**WORK ORDER:** Pull out of the data below the stretch of lines bounded by the one containing "box: [33, 153, 40, 172]" and the one containing "positive clicks: (582, 193)", both bounds included, unchanged.

**PROVIDED DATA:**
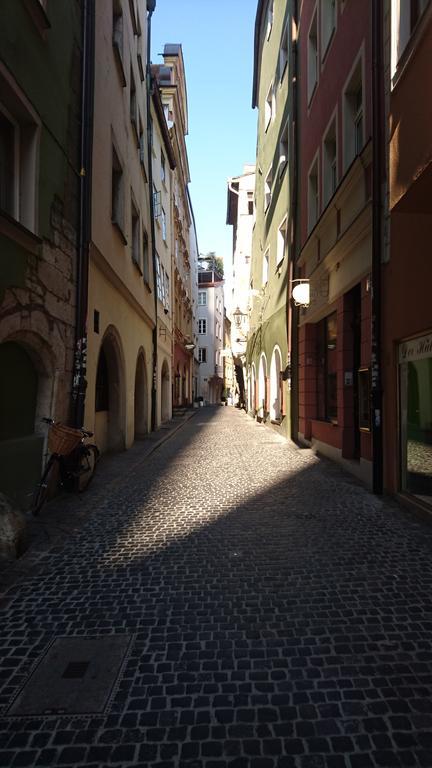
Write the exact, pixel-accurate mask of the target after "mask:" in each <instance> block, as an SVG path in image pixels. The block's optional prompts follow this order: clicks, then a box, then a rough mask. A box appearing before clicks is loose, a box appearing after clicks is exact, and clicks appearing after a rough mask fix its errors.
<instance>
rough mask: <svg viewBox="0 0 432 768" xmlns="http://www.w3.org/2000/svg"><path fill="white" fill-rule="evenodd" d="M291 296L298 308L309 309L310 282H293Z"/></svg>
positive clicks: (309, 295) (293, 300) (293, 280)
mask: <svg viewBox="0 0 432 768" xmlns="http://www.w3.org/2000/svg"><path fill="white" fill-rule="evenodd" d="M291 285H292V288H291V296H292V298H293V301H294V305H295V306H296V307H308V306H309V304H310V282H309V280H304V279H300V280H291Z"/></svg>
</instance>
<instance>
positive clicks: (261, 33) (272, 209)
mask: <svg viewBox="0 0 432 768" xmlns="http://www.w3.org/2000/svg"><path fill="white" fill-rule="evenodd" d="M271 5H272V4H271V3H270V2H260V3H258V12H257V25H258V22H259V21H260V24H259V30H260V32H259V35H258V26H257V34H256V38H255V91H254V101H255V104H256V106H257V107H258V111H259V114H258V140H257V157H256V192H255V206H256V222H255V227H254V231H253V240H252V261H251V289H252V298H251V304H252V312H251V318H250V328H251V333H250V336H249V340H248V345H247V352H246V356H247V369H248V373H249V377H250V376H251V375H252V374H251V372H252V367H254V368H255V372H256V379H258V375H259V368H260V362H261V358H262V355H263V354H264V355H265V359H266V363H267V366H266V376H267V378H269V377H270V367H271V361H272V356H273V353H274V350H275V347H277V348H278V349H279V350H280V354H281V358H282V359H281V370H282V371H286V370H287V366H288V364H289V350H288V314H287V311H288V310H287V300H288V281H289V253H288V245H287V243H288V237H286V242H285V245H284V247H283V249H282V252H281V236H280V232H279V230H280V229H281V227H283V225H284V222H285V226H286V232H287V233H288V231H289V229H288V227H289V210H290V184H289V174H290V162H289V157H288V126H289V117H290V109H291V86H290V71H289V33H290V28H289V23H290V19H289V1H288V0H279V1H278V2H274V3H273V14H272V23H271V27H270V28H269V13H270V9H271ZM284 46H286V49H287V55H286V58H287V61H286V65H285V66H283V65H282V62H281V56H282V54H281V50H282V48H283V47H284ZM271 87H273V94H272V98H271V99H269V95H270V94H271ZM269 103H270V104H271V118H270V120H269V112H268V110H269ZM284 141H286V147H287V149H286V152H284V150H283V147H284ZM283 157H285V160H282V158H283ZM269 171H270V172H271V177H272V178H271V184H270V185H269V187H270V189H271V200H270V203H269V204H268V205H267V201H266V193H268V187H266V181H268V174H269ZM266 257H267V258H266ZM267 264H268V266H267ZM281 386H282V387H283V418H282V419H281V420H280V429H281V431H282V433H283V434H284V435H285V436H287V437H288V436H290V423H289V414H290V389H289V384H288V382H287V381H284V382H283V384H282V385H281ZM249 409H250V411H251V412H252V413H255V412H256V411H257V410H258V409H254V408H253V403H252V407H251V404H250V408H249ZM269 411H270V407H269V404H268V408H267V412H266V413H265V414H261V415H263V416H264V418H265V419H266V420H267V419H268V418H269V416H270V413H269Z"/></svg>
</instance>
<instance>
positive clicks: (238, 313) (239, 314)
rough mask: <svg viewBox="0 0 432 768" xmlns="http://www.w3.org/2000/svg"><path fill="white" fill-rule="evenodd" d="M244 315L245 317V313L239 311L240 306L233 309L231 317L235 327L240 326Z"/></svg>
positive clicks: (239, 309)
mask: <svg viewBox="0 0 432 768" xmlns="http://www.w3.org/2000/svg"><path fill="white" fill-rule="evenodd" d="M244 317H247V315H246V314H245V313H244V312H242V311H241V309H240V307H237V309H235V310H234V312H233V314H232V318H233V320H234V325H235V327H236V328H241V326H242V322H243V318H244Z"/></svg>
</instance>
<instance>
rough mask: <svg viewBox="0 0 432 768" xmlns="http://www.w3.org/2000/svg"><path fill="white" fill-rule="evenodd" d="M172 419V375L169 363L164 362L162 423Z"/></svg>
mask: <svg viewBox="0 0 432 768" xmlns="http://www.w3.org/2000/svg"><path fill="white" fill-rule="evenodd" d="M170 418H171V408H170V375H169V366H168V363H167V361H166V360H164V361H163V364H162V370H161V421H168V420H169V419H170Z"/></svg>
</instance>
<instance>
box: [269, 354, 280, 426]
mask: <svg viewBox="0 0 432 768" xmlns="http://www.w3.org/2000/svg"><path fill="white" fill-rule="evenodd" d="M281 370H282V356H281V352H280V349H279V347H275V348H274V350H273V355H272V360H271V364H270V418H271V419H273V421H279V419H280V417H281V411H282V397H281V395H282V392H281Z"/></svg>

---

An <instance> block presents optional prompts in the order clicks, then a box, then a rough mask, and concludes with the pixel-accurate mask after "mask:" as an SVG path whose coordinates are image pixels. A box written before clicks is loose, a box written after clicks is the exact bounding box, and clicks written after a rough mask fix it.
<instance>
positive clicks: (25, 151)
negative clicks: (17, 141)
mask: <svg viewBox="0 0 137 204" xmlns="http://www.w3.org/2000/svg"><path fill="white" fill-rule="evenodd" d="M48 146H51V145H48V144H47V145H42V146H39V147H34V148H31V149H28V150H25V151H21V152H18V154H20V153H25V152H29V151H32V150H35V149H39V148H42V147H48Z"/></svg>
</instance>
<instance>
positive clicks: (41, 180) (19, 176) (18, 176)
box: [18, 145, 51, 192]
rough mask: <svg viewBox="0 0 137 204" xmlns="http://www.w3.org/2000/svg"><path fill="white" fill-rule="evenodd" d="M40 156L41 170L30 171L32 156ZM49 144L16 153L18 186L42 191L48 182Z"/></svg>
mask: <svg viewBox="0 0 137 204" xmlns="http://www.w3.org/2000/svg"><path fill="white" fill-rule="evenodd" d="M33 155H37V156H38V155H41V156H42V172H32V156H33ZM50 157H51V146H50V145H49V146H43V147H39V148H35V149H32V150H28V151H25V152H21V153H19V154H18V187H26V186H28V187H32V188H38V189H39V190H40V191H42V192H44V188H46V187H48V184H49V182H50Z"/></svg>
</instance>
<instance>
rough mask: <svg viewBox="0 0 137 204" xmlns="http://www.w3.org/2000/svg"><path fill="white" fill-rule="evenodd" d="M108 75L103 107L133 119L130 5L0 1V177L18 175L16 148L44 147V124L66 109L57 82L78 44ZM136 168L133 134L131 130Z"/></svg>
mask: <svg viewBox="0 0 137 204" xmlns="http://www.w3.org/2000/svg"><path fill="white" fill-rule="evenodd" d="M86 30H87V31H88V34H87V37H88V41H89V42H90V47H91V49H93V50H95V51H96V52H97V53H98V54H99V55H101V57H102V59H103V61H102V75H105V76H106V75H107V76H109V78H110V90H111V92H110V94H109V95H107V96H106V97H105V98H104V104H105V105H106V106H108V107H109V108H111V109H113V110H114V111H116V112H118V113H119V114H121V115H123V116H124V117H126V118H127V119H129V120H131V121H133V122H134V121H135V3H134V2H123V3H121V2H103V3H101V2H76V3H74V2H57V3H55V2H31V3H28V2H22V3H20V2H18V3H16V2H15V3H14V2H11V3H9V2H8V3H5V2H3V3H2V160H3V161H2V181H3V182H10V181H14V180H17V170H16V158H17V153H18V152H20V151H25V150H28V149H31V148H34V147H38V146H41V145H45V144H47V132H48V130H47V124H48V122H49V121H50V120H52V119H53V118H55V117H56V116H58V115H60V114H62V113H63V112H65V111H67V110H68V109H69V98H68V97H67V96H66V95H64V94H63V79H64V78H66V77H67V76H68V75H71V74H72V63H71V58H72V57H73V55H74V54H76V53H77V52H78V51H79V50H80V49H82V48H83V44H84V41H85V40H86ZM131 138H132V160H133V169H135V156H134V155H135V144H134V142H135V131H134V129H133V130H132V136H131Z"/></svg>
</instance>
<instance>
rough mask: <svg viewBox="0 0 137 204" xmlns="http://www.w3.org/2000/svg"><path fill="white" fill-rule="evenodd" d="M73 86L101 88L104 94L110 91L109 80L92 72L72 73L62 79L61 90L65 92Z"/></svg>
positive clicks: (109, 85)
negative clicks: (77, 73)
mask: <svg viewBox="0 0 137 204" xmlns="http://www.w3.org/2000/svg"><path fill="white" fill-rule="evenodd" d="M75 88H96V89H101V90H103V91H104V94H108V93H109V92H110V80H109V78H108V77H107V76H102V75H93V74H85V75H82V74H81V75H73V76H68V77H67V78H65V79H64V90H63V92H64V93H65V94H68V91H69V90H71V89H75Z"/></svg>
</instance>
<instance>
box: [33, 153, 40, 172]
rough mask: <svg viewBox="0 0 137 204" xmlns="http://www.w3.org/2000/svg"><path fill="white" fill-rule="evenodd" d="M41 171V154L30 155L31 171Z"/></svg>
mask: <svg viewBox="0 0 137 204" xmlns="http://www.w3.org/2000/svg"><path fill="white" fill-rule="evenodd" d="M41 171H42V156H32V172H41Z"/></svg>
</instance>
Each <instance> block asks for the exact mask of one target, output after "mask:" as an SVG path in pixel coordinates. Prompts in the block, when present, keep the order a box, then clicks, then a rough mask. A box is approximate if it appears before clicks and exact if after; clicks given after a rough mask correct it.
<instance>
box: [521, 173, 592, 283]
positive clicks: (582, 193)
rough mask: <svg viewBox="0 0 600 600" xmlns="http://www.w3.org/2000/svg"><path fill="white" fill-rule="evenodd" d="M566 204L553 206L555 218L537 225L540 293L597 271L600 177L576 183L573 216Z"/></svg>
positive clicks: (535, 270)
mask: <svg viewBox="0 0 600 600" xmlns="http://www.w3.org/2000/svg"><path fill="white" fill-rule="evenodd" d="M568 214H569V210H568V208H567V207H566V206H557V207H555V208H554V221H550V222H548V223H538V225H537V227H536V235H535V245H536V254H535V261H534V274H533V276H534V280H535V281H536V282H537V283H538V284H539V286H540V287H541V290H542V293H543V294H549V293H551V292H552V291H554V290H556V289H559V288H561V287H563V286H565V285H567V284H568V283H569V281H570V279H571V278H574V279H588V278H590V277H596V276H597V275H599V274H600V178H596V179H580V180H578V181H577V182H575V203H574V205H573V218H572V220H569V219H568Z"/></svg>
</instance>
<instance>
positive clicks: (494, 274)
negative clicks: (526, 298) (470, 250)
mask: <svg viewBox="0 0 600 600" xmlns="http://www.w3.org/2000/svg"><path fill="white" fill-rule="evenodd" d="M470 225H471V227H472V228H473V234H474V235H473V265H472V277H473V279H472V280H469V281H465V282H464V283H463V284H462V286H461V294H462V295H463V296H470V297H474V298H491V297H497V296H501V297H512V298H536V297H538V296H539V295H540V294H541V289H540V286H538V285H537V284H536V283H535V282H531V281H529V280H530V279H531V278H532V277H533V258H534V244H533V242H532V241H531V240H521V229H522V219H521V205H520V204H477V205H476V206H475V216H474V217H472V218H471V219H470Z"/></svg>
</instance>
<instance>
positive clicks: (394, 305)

* * *

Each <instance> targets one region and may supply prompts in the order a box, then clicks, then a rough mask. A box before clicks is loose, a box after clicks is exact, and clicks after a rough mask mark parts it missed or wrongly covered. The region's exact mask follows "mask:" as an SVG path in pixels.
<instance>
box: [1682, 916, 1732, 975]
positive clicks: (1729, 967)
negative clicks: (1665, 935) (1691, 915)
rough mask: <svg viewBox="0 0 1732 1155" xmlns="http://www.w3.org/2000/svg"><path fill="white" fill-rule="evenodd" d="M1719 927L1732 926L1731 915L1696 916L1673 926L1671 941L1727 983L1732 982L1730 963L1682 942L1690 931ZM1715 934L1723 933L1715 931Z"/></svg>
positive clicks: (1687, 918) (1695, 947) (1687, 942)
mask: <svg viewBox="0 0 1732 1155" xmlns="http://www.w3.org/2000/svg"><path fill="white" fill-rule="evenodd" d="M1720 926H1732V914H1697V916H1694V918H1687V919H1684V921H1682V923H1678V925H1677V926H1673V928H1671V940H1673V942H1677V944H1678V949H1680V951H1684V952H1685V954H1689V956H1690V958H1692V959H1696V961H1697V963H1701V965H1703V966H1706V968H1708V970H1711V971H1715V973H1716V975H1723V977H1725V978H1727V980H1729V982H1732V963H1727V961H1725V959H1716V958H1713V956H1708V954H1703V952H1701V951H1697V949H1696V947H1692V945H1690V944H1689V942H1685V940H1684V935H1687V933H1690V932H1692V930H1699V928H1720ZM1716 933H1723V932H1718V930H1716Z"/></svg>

**EXERCISE ANSWER:**
box: [33, 153, 40, 172]
rough mask: <svg viewBox="0 0 137 204" xmlns="http://www.w3.org/2000/svg"><path fill="white" fill-rule="evenodd" d="M41 171V154L30 155L31 171Z"/></svg>
mask: <svg viewBox="0 0 137 204" xmlns="http://www.w3.org/2000/svg"><path fill="white" fill-rule="evenodd" d="M41 171H42V156H32V172H41Z"/></svg>
</instance>
Each <instance> block asks for the exact mask of one target, output after "mask:" as an SVG path in pixel coordinates. Prompts in the block, when present, keep the order a box, then clicks, then a rough mask. A box is approximate if it appears before clicks and exact if after; clicks given after a rough mask correct it.
<instance>
box: [521, 173, 592, 283]
positive clicks: (582, 193)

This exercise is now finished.